STFTFrameComputer = ShortTimeFourierTransformFrameComputer



[docs]
class ShortIntegrationFrameComputer(LinearFilterBankFrameComputer):
    """Compute features by integrating over the filter modulus

    Each filter in the bank is convolved with the signal. A pointwise nonlinearity
    pushes the frequency band towards zero. Most of the energy of the signal can be
    captured in a short time integration. Though best suited to processing whole
    utterances at once, short integration is compatable with the frame analogy if the
    frame is assumed to be the cone of influence of the maximum-length filter.

    For computational purposes, each filter's impulse response is clamped to zero
    outside the support of the largest filter in the bank, making it a finite impulse
    response filter. This effectively decreases the frequency resolution of the filters
    which aren't already FIR. For better frequency resolution at the cost of
    computational time, increase
    :obj:`pydrobert.speech.config.EFFECTIVE_SUPPORT_THRESHOLD`.

    Parameters
    ----------
    bank
        Each filter in the bank corresponds to a coefficient in a frame vector. Can be a
        :class:`LinearFilterBank` or something compatible with
        :func:`pydrobert.speech.alias.alias_factory_subclass_from_arg`
    frame_shift_ms
        The offset between successive frames, in milliseconds. Also the length of the
        integration
    frame_style
        Defaults to :obj:`'centered'` if `bank.is_zero_phase`, :obj:`'causal'`
        otherwise. If :obj:`'centered'` each filter of the bank is translated so that
        its support lies in the center of the frame
    include_energy
    pad_to_nearest_power_of_two
        Pad the DFTs used in computation to a power of two for efficient computation
    window_function : pydrobert.speech.filters.WindowFunction, dict, or str
        The window used to weigh integration. Can be a :class:`WindowFunction` or
        something compatible with
        :func:`pydrobert.speech.alias_factory_subclass_from_arg`. Defaults to
        :class:`pydrobert.speech.filters.GammaWindow` when ``frame_style`` is
        :obj:`'causal'`, otherwise :class:`pydrobert.speech.filters.HannWindow`.
    use_power
        Whether the pointwise linearity is the signal's power or magnitude
    use_log
        Whether to take the log of the integration
    """

    aliases = {"si"}  #:

    def __init__(
        self,
        bank: Union[LinearFilterBank, Mapping, str],
        frame_shift_ms: float = 10,
        frame_style: Optional[Literal["causal", "centered"]] = None,
        include_energy: bool = False,
        pad_to_nearest_power_of_two: bool = True,
        window_function: Optional[Union[WindowFunction, Mapping, str]] = None,
        use_power: bool = False,
        use_log: bool = True,
    ):
        bank = alias_factory_subclass_from_arg(LinearFilterBank, bank)
        self._rate = bank.sampling_rate
        self._frame_shift = int(0.001 * frame_shift_ms * self._rate)
        self._log = bool(use_log)
        self._power = bool(use_power)
        self._real = bank.is_real
        self._ret_dtype = np.float64
        self._x_rem, self._y_rem, self._skip = 0, 0, 0
        self._started = False
        if frame_style is None:
            frame_style = "centered" if bank.is_zero_phase else "causal"
        elif frame_style not in ("centered", "causal"):
            raise ValueError('Invalid frame style: "{}"'.format(frame_style))
        self._frame_style = frame_style
        if window_function is None:
            if frame_style == "causal":
                window_function = GammaWindow()

§ WRITTEN TASK A:
Arrange the stored dataset entries that follow as a numbered list, dropping any blank lines.

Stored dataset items
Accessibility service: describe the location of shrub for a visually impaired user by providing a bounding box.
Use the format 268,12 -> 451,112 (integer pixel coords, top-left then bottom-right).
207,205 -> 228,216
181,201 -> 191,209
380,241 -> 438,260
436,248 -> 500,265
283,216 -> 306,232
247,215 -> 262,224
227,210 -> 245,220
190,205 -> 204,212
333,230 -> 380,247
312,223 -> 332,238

§ WRITTEN TASK B:
Name every parameter listed under the "Parameters" heading in the code excerpt's docstring.

§ FINAL ANSWER A:
1. Accessibility service: describe the location of shrub for a visually impaired user by providing a bounding box.
2. Use the format 268,12 -> 451,112 (integer pixel coords, top-left then bottom-right).
3. 207,205 -> 228,216
4. 181,201 -> 191,209
5. 380,241 -> 438,260
6. 436,248 -> 500,265
7. 283,216 -> 306,232
8. 247,215 -> 262,224
9. 227,210 -> 245,220
10. 190,205 -> 204,212
11. 333,230 -> 380,247
12. 312,223 -> 332,238

§ FINAL ANSWER B:
bank, frame_shift_ms, frame_style, include_energy, pad_to_nearest_power_of_two, window_function, use_power, use_log